What is being asked >> Can you update the lines below by replacing every "the phrase to segment" with "the text to outline" and keeping everything else as it is?

Material provided >>
▼

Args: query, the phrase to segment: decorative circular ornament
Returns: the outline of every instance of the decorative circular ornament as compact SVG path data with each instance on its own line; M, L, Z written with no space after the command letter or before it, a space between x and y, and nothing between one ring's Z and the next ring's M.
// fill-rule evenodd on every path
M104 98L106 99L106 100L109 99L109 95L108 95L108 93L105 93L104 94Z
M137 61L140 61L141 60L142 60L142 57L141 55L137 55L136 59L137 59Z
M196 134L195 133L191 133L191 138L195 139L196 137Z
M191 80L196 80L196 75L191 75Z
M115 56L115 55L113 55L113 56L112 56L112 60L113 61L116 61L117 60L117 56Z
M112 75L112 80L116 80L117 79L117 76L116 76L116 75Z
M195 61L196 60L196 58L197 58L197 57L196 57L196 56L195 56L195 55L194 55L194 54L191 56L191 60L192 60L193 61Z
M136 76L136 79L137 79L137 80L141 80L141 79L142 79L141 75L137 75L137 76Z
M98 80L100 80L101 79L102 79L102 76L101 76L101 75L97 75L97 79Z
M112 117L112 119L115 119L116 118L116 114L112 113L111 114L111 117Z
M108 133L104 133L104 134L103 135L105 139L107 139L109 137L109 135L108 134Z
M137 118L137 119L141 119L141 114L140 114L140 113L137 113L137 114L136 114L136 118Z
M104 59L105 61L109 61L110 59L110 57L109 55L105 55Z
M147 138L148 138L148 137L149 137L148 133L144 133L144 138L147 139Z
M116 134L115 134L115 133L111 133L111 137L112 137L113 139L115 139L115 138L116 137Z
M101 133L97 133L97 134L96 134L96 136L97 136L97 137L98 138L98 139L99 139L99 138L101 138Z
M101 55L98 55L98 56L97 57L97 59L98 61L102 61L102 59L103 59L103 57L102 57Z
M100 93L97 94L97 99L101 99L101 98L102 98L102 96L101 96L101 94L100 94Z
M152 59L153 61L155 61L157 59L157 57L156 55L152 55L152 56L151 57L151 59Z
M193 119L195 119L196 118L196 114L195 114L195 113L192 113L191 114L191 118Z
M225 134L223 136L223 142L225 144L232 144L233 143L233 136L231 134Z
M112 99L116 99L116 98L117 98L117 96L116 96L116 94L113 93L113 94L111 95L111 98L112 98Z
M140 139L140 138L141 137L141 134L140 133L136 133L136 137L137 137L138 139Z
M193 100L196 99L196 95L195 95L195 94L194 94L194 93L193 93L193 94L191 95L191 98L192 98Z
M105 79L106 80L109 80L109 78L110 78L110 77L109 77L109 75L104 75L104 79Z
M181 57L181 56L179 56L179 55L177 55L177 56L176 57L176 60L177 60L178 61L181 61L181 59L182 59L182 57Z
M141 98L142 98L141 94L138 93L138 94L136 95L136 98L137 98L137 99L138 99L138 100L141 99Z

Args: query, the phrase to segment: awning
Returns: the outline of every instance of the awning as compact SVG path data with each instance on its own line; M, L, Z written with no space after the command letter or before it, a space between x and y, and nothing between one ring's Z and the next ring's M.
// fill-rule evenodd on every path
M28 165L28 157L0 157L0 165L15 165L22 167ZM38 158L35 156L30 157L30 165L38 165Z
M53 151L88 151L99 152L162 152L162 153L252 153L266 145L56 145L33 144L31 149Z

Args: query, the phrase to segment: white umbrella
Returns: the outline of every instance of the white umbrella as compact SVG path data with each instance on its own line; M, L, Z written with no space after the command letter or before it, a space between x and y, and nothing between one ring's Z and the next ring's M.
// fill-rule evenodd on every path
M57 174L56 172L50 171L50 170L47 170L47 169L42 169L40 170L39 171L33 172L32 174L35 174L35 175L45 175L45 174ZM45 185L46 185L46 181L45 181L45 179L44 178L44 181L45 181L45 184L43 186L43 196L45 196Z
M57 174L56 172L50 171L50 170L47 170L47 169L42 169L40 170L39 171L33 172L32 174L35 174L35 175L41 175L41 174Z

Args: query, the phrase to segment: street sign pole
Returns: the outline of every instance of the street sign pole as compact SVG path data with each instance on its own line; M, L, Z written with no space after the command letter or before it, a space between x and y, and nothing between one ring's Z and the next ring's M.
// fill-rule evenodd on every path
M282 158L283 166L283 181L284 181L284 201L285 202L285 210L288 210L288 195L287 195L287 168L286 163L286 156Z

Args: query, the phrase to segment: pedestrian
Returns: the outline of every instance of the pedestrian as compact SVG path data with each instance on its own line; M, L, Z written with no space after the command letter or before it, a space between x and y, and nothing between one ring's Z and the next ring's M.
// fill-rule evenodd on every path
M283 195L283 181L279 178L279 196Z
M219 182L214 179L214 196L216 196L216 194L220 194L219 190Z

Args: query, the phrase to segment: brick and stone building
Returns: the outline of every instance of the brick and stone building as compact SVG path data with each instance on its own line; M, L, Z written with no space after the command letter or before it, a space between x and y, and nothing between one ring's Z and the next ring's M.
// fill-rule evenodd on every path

▲

Correct result >>
Args: query, the text to outline: decorative circular ornament
Returns: the outline of every instance of the decorative circular ornament as compact SVG path data with each instance on its own line; M, L, Z written with no space after the command letter or before it, a space between x and y, and nothing between one ring's Z and the next ring's M.
// fill-rule evenodd on every path
M104 98L106 99L106 100L109 99L109 95L108 95L108 93L105 93L104 94Z
M137 61L140 61L141 60L142 60L142 57L141 55L137 55L136 59L137 59Z
M196 134L195 133L191 133L191 138L195 139L196 137Z
M191 80L196 80L196 75L191 75Z
M115 56L115 55L113 55L113 56L112 56L112 60L113 61L116 61L117 60L117 56Z
M112 75L112 80L116 80L117 79L117 76L116 76L116 75Z
M195 61L196 60L196 58L197 58L197 57L196 57L196 56L195 56L195 55L194 55L194 54L191 56L191 60L192 60L193 61Z
M136 76L136 79L137 79L137 80L141 80L141 79L142 79L141 75L137 75L137 76Z
M98 80L100 80L101 79L102 79L102 76L101 76L101 75L97 75L97 79Z
M112 117L112 119L115 119L116 118L116 114L112 113L111 114L111 117Z
M108 133L104 133L104 134L103 135L105 139L107 139L109 137L109 135L108 134Z
M137 118L137 119L141 119L141 114L140 114L140 113L137 113L137 114L136 114L136 118Z
M104 59L105 61L109 61L110 59L110 57L109 55L105 55Z
M147 138L148 138L148 137L149 137L148 133L144 133L144 138L147 139Z
M116 134L115 134L115 133L111 133L111 137L112 137L113 139L115 139L115 138L116 137Z
M101 133L97 133L97 134L96 134L96 136L97 136L97 137L98 138L98 139L99 139L99 138L101 138Z
M101 55L98 55L98 56L97 57L97 59L98 61L102 61L102 59L103 59L103 57L102 57Z
M100 93L97 94L97 99L101 99L101 98L102 98L102 96L101 96L101 94L100 94Z
M152 59L153 61L155 61L157 59L157 57L156 55L152 55L152 56L151 57L151 59Z
M193 119L195 119L196 118L196 114L195 114L195 113L192 113L191 114L191 118Z
M225 134L223 136L223 142L225 144L232 144L233 143L233 136L231 134Z
M112 99L116 99L116 98L117 98L117 96L116 96L116 94L113 93L113 94L111 95L111 98L112 98Z
M140 139L140 138L141 137L141 134L140 133L136 133L136 137L137 137L138 139Z
M193 100L196 99L196 95L195 95L195 94L194 94L194 93L193 93L193 94L191 95L191 98L192 98Z
M105 79L106 80L109 80L109 78L110 78L110 77L109 77L109 75L104 75L104 79Z
M181 57L181 56L179 56L179 55L177 55L177 56L176 57L176 60L177 60L178 61L181 61L181 59L182 59L182 57Z
M141 98L142 98L141 94L138 93L138 94L136 95L136 98L137 98L137 99L138 99L138 100L141 99Z

Args: query, the text to outline: awning
Returns: the outline of every instance of the awning as compact SVG path data with each instance on its own line; M, L, Z written with no space after the command letter or before it, a space between x and y, and nothing between one ring's Z and the next ring's M.
// fill-rule evenodd on every path
M28 165L28 157L0 157L0 165L15 165L22 167ZM38 158L35 156L30 157L30 165L38 165Z
M53 151L88 151L99 152L162 152L162 153L252 153L266 145L56 145L33 144L31 149Z

Args: query, the text to outline: white umbrella
Returns: the outline of every instance of the white umbrella as compact SVG path data with each instance on its own line; M, L, Z written with no space after the command letter or before it, a space between x and y, and nothing between one ring's Z and the next ring's M.
// fill-rule evenodd on every path
M57 174L56 172L50 171L50 170L47 170L47 169L42 169L40 170L39 171L33 172L32 174L35 174L35 175L45 175L45 174ZM45 185L46 185L46 181L45 181L45 179L44 178L44 181L45 181L45 184L43 186L43 196L45 196Z
M57 174L56 172L50 171L50 170L47 170L47 169L42 169L40 170L39 171L33 172L32 174L35 174L35 175L41 175L41 174Z

Args: query, the text to outline: street sign pole
Returns: the outline of every instance of the street sign pole as compact SVG path data with each instance on its own line; M, L, Z written with no space after the command letter or before it, a space between x and y, and nothing between one ring's Z and the next ring's M.
// fill-rule evenodd on every path
M282 158L283 166L283 181L284 181L284 201L285 202L285 210L288 210L288 195L287 195L287 168L286 163L286 156Z

Args: query, the text to outline: pedestrian
Returns: the outline of every instance of the pedestrian as compact SVG path data with each instance on its own line; M, L, Z written with no space after the command letter or before it, a space between x and y, and nothing between one ring's Z and the next ring's M.
// fill-rule evenodd on every path
M283 195L283 181L279 178L279 196Z
M219 182L214 179L214 196L216 196L216 194L220 194L219 190Z

Args: query, the text to outline: brick and stone building
Returns: the outline of every instance of the brick and stone building as compact SVG path data with each instance on its own line; M, L, Z written with no space after the command letter or before it, a space between x and y, and nothing between one ring's Z and the next ring's M.
// fill-rule evenodd on every path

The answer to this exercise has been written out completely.